-- Excerpted text start --
Reproducing the results from the paper

We explain here how to reproduce the BAxUS and the EmbeddedTuRBO results from our paper. Please increase the number of repetitions -r if too low.

Main paper results

Figure 2

For Figure 2, we used the following code:

import math
import numpy as np
from matplotlib import pyplot as plt

Define the HeSBO success probability:

def succ_hesbo(D,d,de):
    """
    HeSBO success probability (independent of D)
    """
    if d<de:
        return 0
    return np.math.factorial(d)/(np.math.factorial(d-de)*d**de)

Define the BAxUS success probability:

def succ_baxus(D,d,de):
    """
    BAxUS success probability
    """
    if d<de:
        return 0
    beta_s = D//d
    beta_l = math.ceil(D/d)
    dl = D-d*beta_s
    ds = d-dl

    numerator = sum(math.comb(ds,i)*math.comb(dl,de-i)*beta_s**i*beta_l**(de-i) for i in range(de+1))
    return numerator/math.comb(D,de)

Plot:

fig, axs = plt.subplots(1,3, figsize=(7.5,3.2), sharey=True)

plt.rc('text', usetex=True)
plt.rcParams["font.family"] = "serif"
plt.rcParams['mathtext.fontset'] = 'custom'
plt.rcParams['mathtext.rm'] = 'Bitstream Vera Sans'
plt.rcParams['mathtext.it'] = 'Bitstream Vera Sans:italic'
plt.rcParams['mathtext.bf'] = 'Bitstream Vera Sans:bold'

for p, D in enumerate([100,500,1000]):
    for o, d in enumerate([20]):
        ax = axs[p]
        hesbos = [succ_hesbo(D,i,d) for i in range(d,D+1)]
        baxuss = [succ_baxus(D,i,d) for i in range(d,D+1)]
        ax.grid(which='major', color='#CCCCCC', linestyle='--')
        ax.grid(which='minor', color='#CCCCCC', linestyle=':')
        ax.plot(np.arange(d,len(hesbos)+d), baxuss, color="#E66100", marker="*", markevery=(D-d)//4, label=r"BAxUS")
        ax.plot(np.arange(d,len(hesbos)+d), hesbos, color="#5D3A9B", marker="^", markevery=(D-d)//4, label=r"HeSBO")

        ax.set_title(f"$D$={D}, $d_e$={d}")
-- Excerpted text end --
-- Record excerpts start --
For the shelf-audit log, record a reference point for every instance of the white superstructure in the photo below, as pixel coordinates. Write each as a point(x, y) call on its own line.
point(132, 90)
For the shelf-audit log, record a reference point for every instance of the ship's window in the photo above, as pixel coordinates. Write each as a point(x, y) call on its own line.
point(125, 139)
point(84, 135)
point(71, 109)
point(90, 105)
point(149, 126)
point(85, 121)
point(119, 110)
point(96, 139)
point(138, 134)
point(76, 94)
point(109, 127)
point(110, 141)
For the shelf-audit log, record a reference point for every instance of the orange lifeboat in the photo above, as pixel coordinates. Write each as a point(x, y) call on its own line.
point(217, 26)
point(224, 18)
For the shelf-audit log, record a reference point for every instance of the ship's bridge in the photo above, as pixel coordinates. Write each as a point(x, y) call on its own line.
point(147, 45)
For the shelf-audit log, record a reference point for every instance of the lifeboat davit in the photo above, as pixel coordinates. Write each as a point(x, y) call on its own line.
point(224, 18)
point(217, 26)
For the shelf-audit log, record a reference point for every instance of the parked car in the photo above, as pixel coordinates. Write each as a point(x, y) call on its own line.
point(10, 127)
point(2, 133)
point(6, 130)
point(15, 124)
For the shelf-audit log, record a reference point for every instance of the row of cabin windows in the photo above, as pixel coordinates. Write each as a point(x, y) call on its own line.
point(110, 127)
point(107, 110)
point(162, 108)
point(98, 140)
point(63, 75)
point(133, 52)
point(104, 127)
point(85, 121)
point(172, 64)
-- Record excerpts end --
-- Record excerpts start --
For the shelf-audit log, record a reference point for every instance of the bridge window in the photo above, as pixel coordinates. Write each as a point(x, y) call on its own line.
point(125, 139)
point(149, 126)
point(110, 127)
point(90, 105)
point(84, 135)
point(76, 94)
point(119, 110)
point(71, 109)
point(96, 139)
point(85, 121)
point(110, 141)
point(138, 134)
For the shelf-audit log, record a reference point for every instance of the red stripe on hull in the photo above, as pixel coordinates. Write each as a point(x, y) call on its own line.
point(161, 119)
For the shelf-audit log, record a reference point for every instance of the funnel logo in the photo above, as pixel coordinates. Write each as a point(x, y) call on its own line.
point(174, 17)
-- Record excerpts end --
-- Record excerpts start --
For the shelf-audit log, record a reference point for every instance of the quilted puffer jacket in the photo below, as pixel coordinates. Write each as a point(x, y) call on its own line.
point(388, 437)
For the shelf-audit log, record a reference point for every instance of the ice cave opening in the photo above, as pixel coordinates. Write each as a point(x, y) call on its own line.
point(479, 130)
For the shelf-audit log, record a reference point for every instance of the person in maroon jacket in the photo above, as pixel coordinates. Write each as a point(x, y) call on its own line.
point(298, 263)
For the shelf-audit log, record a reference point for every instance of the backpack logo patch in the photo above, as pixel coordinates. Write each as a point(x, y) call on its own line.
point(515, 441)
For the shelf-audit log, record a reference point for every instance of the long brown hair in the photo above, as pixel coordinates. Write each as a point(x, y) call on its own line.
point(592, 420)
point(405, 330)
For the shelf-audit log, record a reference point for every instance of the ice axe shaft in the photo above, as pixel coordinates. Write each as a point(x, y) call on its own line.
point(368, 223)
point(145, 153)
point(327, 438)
-- Record excerpts end --
§ Aim of the task
Can you continue the guide on reproducing the BAxUS paper results, picking up right after the `ax.set_title` call in its Figure 2 plotting code?

§ Response to this exercise
        if o == 0:
            ax.set_xlabel(r"$d$", fontsize=12)
        if p == 0:
            ax.set_ylabel(r"$p(Y^*; D,d,d_e)$", fontsize=12)
handles, labels = axs[0].get_legend_handles_labels()
fig.tight_layout()
plt.subplots_adjust(bottom=0.35)
fig.legend(handles, labels, loc='lower center', ncol=2, fancybox=True, borderaxespad=2, columnspacing=3,fontsize="large")

Figure 3

To reproduce the results from Figure 3, run

python benchmark_runner.py -a ALGORITHM -f BENCHMARK -m 1000 -r 20 -id 500 -td 1 --adjust-initial-target-dimension --n-init 10

where you replace BENCHMARK with mopta08, svm, branin2, hartmann6, lasso-hard, lasso-high and ALGORITHM with baxus or random_search. For the Lasso benchmarks, replace -m 1000 with -m 2000 and add --budget-until-input-dim 1000.

This runs BAxUS or random search on the respective benchmark for 20 iterations. The input dimensionality is set to 500 but is overriden for all benchmarks having a fixed input dimensionality (here, all benchmarks except for branin2 and hartmann6).

Figure 4

To reproduce the results from Figure 4, run

python benchmark_runner.py -a baxus -f BENCHMARK -m 1000 -r 20 -id 500 -td 1 --adjust-initial-target-dimension --noise-std 1.0 --n-init 10

This runs the noisy version of Lasso Hard and Lasso High. For these benchmarks, the exact value of --noise-std is ignored; if it is greater than zero, the noisy version is run.

Appendix results

Figure 5

To reproduce the results from Figure 5, run

python benchmark_runner.py -a embedded_turbo_target_dim -f shiftedackley10 -m 1000 -r 100 -id 30 -td 20 --embedding-type EMBEDDING_TYPE --n-init 10

where you replace EMBEDDING_TYPE with baxus or hesbo.

Figure 6

For Figure 6, we used the following code

from baxus.util.projections import AxUS
from baxus.util.behaviors.embedding_configuration import EmbeddingType
from collections import defaultdict
import numpy as np
from matplotlib import pyplot as plt
from tqdm.notebook import tqdm
import scipy

def important_bins(S, de):
    """
    Number of target bins containing important input dimensions.
    Assumes w.l.o.g. that the first de dimensions are the important input dimensions.
    """
    return len(set(v for k,v in S.input_to_target_dim.items() if k < de))

REPETITIONS = 50
EVALS = 100
D = 30
d = 20
de = 10

bar_width = 0.4

fig, ax = plt.subplots(1,1, figsize=(4.5,4))


for bs in [EmbeddingType.HESBO, EmbeddingType.AXUS]:
    group = -bar_width/2 if bs == EmbeddingType.HESBO else bar_width/2
    n_bins = defaultdict(int)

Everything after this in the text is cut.